## Start Provided material

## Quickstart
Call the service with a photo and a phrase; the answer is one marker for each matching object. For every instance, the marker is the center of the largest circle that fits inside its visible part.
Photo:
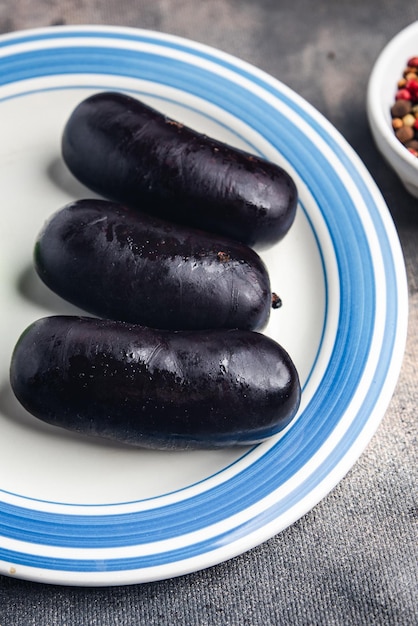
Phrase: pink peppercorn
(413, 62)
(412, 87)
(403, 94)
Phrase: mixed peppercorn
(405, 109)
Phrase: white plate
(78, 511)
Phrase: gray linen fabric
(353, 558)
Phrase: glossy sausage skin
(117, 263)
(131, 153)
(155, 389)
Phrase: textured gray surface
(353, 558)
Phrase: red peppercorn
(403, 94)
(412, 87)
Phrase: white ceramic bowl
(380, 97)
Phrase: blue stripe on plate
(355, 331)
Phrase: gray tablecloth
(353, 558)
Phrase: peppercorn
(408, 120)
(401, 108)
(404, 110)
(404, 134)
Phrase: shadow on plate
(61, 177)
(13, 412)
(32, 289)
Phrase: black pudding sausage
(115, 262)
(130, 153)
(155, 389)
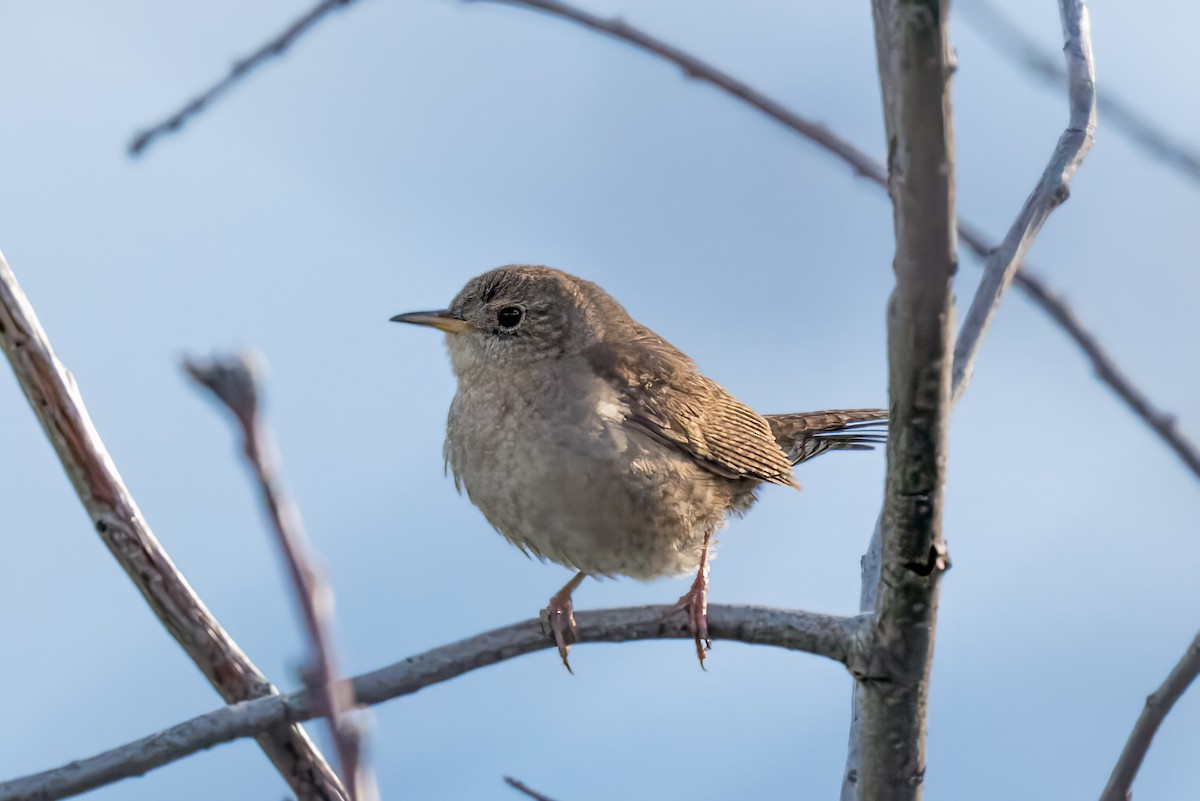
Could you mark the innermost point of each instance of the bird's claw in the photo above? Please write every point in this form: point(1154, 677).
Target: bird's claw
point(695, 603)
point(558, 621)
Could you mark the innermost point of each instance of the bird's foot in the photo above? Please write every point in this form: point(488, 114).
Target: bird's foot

## End Provided material

→ **Requirement**
Could you copy all of the entries above word for word, omitting the pictures?

→ **Reply to the task**
## Quickstart
Call the service with a photo and a phrase; the answer is one marker for each matching object. For every instance, the marker is the center of the largest circle that fits inside its visible part.
Photo:
Phrase: pink peppercorn
(413, 62)
(412, 87)
(403, 94)
Phrase: mixed peppercorn
(405, 109)
Phrase: white plate
(78, 511)
Phrase: gray linen fabric
(353, 558)
Phrase: glossy sausage skin
(117, 263)
(131, 153)
(155, 389)
Phrase: textured gray surface
(353, 558)
Phrase: red peppercorn
(403, 94)
(412, 87)
Phrase: white ceramic bowl
(380, 97)
Phrase: blue stripe on plate
(355, 331)
Phrase: gray tablecloth
(353, 558)
Phrase: peppercorn
(408, 120)
(401, 108)
(404, 110)
(404, 134)
Phrase: shadow on plate
(61, 177)
(13, 412)
(32, 289)
Phrase: black pudding sausage
(115, 262)
(130, 153)
(155, 389)
Could you mark the innermost point of each instance of the bird's claw in the photo above? Please write every point in this form: point(1154, 677).
Target: bird's claw
point(695, 603)
point(558, 621)
Could you mark the innermost point of each instance of the bird's foot in the photo above? Please write every point in this form: point(488, 114).
Target: bird's foot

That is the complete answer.